What is required
Copy every one of the rows below character for character, keeping them in their original order.

Records for the exercise
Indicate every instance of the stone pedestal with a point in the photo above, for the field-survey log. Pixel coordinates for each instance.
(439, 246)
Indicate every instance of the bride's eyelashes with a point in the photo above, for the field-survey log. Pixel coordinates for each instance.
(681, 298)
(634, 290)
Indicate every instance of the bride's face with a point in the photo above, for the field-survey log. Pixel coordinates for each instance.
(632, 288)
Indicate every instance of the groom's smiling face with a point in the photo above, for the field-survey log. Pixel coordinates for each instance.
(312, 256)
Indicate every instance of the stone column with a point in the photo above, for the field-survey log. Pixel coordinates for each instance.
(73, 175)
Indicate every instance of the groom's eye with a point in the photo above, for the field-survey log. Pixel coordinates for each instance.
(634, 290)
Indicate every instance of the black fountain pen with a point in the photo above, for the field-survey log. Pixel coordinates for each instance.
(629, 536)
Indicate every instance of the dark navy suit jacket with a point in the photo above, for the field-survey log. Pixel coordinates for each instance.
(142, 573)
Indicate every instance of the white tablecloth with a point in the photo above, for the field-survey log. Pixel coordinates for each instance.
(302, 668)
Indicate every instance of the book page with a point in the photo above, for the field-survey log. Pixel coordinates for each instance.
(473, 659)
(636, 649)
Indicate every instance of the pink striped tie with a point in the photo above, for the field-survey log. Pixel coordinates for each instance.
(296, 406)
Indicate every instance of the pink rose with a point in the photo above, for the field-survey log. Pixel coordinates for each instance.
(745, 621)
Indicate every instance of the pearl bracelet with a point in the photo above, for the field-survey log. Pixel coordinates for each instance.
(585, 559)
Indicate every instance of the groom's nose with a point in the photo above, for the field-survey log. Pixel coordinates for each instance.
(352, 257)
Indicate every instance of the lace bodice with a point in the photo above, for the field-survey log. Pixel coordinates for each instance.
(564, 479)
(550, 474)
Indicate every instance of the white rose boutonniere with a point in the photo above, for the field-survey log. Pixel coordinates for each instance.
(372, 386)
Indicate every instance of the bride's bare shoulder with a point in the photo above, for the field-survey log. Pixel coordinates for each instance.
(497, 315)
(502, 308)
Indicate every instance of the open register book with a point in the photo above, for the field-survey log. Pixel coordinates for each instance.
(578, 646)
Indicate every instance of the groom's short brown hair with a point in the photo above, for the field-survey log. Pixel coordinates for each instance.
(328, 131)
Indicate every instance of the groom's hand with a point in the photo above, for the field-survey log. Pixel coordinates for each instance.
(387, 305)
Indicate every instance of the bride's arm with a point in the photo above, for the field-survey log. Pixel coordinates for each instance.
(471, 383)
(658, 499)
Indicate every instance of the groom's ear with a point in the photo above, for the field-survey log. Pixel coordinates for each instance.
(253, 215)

Result of this task
Indicate every instance of the stone pedestal with a point in the photo above, for the field-survey log. Pixel coordinates for each instance.
(439, 246)
Indicate every instance of the bride's eyelashes with a point in the photo above, for the field-survey log. Pixel coordinates for each instance.
(681, 298)
(634, 290)
Indicate every instance of the bride's face with a point in the photo above, for the field-survey log. Pixel coordinates for each instance.
(632, 288)
Indicate every instance of the groom's smiling face with a point in the photo above, for the field-survey log. Pixel coordinates for each instance.
(312, 256)
Indicate every instance of the stone column with a point in the photo above, for the field-survey log. Pixel coordinates for each instance.
(73, 175)
Indicate every instance of the groom's eye with a point in the photo above, for the field-survey log. Pixel coordinates for each instance.
(634, 290)
Indicate every instance of the black fountain pen with a point in the photo above, for the field-survey log. Pixel coordinates for each instance.
(629, 536)
Indicate every instance of the dark navy suit jacket with a point in the photo above, for the field-survey log. Pixel coordinates for each instance.
(142, 573)
Indicate every instance of the white tablecloth with a point in the photo above, for the field-survey log. Pixel coordinates for each instance.
(302, 668)
Indicate every instance of the book page with a point in the photo above, for the field-survey log. Pixel coordinates for each instance.
(473, 659)
(636, 649)
Indicate every instance of the pink striped tie with a point in the photo above, for the field-survey log. Pixel coordinates for each instance.
(296, 406)
Indicate every instance of the pink rose with a point in the photo above, for the field-survey log. Pixel coordinates for each instance.
(745, 621)
Indicate every instance of the pearl bracelet with a point in the photo above, for the field-survey log. Pixel coordinates for each instance.
(585, 559)
Indicate every instance of the groom's nose with a point in the photo above, for the field-survey log. Pixel coordinates for each instance.
(352, 257)
Indicate every instance of the lace bodice with a point in the photo above, for the field-survey log. Pixel coordinates for each instance.
(564, 479)
(550, 474)
Indicate every instance of the white rose boutonniere with a point in the photo above, for the field-survey log. Pixel coordinates for each instance.
(372, 386)
Indicate every instance of the bride's bare shoulder with a point in the photo above, for the field-survey log. Pixel coordinates for each instance.
(497, 315)
(502, 308)
Indicate every instance of the open register book with a point in the photo above, for the field-survey log. Pixel coordinates for each instance.
(578, 646)
Indicate every instance of the groom's short brown hair with a point in the photo above, for the field-survey log. Pixel coordinates for each instance.
(328, 131)
Indicate every instance of the groom's hand with a point in the photo above, for the field-survey log. Pixel coordinates for each instance.
(387, 305)
Indicate every instance of the bride's arm with a point in the photo above, for the field-survey log. Pixel coordinates for each instance.
(471, 383)
(658, 499)
Indicate every instance of the groom's ear with a point in the photo above, for the field-survey log. Pixel coordinates for each instance.
(253, 215)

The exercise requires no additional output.